### TASK INPUT ###
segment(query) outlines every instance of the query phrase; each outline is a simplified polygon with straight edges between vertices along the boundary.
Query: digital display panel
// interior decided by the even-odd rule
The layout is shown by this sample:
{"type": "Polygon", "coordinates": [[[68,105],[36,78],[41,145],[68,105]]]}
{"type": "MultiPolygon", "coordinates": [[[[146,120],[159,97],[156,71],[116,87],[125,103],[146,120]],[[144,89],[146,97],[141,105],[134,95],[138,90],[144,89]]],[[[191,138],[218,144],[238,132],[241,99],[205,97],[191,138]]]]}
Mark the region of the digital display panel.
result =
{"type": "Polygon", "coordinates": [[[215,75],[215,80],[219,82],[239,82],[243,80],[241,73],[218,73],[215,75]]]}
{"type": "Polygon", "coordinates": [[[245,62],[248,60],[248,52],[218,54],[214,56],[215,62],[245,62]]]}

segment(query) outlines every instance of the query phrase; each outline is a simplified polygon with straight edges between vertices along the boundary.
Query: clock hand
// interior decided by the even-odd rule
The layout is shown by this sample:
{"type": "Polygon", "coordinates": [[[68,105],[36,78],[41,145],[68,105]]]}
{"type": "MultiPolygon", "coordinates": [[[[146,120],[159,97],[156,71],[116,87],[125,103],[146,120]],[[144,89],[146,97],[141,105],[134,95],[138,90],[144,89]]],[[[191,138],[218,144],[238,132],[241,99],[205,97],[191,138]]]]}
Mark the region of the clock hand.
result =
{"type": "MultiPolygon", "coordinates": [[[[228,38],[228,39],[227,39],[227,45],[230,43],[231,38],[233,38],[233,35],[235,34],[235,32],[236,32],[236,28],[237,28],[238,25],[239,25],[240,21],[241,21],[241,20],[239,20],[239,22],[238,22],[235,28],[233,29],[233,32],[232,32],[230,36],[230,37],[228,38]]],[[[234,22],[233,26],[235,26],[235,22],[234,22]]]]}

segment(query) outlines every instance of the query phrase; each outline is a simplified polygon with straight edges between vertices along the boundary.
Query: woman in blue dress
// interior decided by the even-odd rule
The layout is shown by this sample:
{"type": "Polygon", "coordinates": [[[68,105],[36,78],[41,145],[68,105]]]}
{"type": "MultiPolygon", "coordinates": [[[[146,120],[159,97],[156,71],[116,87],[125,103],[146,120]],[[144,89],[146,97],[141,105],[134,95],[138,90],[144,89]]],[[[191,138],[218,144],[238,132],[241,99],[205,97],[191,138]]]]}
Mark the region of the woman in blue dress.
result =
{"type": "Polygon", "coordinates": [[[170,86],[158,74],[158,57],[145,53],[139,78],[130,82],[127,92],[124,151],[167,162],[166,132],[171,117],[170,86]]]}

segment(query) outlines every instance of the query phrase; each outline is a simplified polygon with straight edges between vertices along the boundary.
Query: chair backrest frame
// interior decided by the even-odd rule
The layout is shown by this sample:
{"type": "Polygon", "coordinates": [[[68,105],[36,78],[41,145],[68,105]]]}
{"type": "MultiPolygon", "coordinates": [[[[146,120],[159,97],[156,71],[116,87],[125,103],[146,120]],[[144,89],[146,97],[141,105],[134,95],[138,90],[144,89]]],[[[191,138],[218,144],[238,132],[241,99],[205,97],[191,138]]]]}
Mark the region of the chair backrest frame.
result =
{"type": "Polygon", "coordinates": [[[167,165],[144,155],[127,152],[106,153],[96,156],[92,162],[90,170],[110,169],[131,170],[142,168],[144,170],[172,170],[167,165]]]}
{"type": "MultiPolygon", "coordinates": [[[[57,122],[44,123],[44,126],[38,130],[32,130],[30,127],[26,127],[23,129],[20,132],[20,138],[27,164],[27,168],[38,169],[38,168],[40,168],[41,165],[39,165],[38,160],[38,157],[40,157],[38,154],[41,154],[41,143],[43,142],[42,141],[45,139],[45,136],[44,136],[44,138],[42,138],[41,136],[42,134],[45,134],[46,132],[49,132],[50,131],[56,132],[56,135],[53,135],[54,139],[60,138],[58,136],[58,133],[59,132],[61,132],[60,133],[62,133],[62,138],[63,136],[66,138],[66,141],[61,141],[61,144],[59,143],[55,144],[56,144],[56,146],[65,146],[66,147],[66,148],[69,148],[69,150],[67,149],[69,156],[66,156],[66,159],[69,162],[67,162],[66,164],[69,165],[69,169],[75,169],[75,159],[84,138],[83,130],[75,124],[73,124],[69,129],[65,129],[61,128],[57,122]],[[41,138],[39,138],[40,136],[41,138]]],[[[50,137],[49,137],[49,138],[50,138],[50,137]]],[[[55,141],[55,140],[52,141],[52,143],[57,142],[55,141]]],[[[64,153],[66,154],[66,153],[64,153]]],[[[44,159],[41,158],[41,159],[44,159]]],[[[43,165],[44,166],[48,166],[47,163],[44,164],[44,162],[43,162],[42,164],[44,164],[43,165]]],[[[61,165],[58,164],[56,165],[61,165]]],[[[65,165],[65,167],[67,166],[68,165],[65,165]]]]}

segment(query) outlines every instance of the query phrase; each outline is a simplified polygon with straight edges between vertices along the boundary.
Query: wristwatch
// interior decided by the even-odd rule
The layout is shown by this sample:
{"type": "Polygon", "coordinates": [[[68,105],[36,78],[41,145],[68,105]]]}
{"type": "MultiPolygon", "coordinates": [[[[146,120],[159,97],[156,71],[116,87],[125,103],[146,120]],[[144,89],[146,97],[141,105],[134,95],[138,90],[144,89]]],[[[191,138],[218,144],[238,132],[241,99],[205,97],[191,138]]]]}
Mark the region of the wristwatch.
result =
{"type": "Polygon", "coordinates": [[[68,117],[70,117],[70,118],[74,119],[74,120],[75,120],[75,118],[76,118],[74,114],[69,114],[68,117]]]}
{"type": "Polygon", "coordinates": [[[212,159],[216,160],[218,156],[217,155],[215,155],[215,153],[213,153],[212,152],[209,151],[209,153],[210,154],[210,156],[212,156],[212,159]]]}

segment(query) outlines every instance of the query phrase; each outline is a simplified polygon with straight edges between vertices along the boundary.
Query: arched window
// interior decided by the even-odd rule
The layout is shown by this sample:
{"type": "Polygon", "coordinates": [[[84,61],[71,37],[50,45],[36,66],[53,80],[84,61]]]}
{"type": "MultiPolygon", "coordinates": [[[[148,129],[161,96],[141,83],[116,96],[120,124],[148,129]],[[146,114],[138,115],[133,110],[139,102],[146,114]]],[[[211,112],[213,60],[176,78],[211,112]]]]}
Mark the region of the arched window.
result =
###
AIM OF THE EXERCISE =
Count the lines of the records that contain the word "woman" and give only the number.

ANSWER FOR THE TASK =
2